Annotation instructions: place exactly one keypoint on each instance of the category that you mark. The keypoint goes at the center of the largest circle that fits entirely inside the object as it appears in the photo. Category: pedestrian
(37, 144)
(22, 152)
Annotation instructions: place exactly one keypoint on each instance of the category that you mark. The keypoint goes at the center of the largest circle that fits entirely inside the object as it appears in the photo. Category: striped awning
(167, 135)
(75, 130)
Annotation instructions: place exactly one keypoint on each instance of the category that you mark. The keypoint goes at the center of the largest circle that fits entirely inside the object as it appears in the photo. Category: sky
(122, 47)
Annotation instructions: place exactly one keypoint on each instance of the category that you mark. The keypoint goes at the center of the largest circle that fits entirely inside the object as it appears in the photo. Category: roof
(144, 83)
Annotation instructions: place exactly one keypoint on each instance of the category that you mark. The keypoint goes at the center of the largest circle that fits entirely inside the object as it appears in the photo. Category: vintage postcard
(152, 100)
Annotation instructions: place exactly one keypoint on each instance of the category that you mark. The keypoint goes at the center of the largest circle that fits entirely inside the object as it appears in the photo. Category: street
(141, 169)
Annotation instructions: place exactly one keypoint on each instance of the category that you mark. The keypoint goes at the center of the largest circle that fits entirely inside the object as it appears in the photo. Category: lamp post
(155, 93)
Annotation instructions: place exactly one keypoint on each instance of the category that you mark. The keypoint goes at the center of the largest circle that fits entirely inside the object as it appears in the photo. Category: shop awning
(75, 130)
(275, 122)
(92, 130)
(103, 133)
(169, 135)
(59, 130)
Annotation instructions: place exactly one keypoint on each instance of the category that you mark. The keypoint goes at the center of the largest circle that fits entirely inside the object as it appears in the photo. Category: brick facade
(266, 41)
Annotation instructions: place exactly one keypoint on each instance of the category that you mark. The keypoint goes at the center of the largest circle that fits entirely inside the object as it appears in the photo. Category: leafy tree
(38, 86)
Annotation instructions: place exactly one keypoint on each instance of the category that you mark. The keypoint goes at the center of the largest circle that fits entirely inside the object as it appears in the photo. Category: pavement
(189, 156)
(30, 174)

___

TASK DESCRIPTION:
Repeat every entry exactly as written above.

SOLVED EXERCISE:
Annotation instructions: place exactly one keypoint on each instance of the category that you mark. The keypoint goes at the center of the largest circle that fits entirely inside the object as it appears in the photo. Category: pedestrian
(37, 144)
(22, 152)
Annotation instructions: place exactly one keypoint on each instance of the category that you mark. The keypoint goes at the center of the largest circle that fits entirely inside the object as it appears in the photo. Category: striped awning
(167, 135)
(75, 130)
Annotation instructions: place exactly one keypoint on each instance of the category that you mark. The keypoint goes at the center of the largest circle that fits entirely inside the object as it appears in the photo. Category: sky
(122, 47)
Annotation instructions: place exactly one keypoint on each instance of the category that you mark. The keypoint goes at the center of the largest circle that fits entirely inside the object as it appears in the photo. Category: roof
(144, 83)
Annotation instructions: place exactly one keypoint on each instance of the category that you mark. The keypoint goes at the center of the largest circle that fits entirely inside the object as it appears in the photo. Category: vintage postcard
(152, 100)
Annotation instructions: place exactly one keypoint on each instance of the category that you mark. The keypoint goes at the center of the largest circle that fits entirely inside the object as it appears in the photo. Category: street
(141, 169)
Annotation instructions: place exactly one keypoint on each instance of the category that you mark. The keypoint goes at the center of the largest circle that fits entirely inside the object as it appears in the photo. Category: lamp post
(155, 93)
Annotation instructions: place exactly one keypoint on each instance of the category that you mark. The keypoint goes at the center of the largest circle that fits entirely inside the object as it appears in the photo. Category: shop awning
(75, 130)
(275, 122)
(92, 130)
(103, 133)
(169, 135)
(59, 130)
Annotation instructions: place exactly one keypoint on each instance of the category that you mark. The keypoint goes at the center of the largest circle that fits entirely inside the object as it appears in the photo. Category: brick facade
(266, 41)
Annotation instructions: place exactly one keypoint on each instance of the category that you mark. The keypoint goes at the center of the largest circle that fits entirely inside the object as it appears in the photo. Category: leafy tree
(38, 86)
Annotation instructions: place exactly one keypoint on each instance of the category that you mark. The keypoint goes at the center of the largest circle that fits entirely inside the object as it appears in the photo. Category: pavement
(189, 156)
(30, 174)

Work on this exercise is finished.